▸ The request
Show each line of the items below that contains the word "window", treating uppercase and lowercase as different.

************

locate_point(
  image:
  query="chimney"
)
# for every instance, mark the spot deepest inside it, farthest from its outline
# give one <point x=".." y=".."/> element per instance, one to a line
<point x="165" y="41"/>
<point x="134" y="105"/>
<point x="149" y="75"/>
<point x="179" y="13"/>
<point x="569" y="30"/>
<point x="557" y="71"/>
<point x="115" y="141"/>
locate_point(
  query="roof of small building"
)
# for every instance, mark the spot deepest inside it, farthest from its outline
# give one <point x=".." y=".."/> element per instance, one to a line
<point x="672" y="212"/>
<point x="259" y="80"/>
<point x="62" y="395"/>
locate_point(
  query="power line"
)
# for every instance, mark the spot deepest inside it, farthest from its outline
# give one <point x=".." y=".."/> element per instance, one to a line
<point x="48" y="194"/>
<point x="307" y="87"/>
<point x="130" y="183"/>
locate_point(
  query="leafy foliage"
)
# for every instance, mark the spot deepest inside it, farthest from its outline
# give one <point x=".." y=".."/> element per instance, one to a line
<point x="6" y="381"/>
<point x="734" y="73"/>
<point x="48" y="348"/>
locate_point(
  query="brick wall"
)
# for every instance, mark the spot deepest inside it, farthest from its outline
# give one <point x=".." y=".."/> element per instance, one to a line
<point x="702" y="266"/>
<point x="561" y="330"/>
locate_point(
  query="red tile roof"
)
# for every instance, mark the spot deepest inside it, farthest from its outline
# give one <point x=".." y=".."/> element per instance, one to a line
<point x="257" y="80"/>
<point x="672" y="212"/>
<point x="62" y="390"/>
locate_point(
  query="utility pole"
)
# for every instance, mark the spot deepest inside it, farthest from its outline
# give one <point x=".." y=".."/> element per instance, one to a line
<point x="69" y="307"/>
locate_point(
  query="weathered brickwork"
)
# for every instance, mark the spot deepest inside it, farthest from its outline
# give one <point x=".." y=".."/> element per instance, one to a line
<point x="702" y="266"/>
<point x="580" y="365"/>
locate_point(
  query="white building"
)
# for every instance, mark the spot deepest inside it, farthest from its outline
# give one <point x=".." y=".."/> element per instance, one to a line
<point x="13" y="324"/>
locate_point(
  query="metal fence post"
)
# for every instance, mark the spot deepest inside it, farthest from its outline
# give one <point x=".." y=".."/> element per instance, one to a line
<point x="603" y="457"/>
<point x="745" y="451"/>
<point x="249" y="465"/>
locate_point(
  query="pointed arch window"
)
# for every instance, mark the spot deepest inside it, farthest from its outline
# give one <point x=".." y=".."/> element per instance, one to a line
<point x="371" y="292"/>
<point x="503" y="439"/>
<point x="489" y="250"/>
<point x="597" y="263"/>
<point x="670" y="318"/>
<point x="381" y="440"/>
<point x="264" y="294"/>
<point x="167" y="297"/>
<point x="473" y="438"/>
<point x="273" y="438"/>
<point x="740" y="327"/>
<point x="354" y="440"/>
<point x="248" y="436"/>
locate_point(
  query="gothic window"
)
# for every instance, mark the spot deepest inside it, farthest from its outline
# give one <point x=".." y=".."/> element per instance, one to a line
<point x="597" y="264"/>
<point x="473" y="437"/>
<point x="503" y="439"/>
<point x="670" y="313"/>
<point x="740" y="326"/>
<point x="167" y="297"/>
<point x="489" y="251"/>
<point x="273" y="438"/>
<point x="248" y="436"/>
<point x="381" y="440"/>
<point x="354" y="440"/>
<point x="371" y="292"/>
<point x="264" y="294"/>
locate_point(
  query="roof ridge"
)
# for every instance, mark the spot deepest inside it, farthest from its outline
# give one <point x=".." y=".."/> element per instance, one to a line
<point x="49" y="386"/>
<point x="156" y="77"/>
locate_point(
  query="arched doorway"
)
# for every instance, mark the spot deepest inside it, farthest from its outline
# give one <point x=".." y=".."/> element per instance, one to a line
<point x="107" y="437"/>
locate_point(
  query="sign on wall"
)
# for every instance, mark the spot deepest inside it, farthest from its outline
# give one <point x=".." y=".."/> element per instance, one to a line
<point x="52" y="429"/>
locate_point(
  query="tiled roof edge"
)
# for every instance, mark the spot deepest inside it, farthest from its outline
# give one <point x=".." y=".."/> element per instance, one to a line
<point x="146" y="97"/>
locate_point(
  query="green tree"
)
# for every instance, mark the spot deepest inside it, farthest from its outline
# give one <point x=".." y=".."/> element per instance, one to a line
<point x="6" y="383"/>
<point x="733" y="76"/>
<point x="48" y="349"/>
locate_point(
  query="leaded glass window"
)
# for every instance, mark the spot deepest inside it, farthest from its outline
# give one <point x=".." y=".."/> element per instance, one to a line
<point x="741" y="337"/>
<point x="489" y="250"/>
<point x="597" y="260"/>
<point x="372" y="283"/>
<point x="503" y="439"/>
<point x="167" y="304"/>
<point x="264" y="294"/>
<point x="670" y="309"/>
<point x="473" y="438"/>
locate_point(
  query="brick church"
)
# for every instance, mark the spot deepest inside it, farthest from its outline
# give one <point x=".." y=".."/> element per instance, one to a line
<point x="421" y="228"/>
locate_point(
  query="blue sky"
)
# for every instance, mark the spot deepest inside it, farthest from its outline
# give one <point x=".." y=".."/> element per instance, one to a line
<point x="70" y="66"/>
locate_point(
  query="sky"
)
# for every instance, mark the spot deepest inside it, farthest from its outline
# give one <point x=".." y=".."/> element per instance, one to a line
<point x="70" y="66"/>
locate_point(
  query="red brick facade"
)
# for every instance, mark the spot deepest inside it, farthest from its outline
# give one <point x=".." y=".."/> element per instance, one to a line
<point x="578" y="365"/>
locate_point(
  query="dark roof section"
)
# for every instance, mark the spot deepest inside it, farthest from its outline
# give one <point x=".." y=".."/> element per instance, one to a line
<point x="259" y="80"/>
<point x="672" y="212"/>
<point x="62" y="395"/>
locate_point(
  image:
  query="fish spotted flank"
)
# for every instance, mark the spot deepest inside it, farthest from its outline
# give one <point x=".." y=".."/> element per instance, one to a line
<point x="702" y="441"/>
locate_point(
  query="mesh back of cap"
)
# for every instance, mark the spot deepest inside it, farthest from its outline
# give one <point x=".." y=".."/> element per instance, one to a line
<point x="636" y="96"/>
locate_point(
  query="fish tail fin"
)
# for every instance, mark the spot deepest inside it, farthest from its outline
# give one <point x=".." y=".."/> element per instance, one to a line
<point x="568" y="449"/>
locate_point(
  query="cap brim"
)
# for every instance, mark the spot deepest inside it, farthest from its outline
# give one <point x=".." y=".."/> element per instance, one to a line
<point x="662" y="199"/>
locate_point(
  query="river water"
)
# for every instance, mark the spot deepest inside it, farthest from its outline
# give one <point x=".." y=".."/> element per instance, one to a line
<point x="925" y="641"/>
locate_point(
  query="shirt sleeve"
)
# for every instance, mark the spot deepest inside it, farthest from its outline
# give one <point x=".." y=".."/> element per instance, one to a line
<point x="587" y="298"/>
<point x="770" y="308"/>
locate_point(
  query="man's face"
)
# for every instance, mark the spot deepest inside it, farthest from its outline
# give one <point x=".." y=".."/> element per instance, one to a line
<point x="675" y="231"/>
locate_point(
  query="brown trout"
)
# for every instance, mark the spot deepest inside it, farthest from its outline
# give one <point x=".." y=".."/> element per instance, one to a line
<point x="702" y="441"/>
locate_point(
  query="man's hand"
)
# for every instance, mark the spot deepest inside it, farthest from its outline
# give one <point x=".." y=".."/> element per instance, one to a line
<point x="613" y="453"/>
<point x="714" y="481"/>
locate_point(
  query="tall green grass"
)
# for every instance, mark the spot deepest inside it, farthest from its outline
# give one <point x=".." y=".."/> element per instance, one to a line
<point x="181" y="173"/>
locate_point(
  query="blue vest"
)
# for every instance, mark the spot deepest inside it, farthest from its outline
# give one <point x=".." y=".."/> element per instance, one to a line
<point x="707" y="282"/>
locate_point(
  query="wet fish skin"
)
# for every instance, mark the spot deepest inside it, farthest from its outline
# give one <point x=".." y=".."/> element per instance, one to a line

************

▸ Correct answer
  query="pointed arch window"
  query="gothic window"
  query="leaded glass window"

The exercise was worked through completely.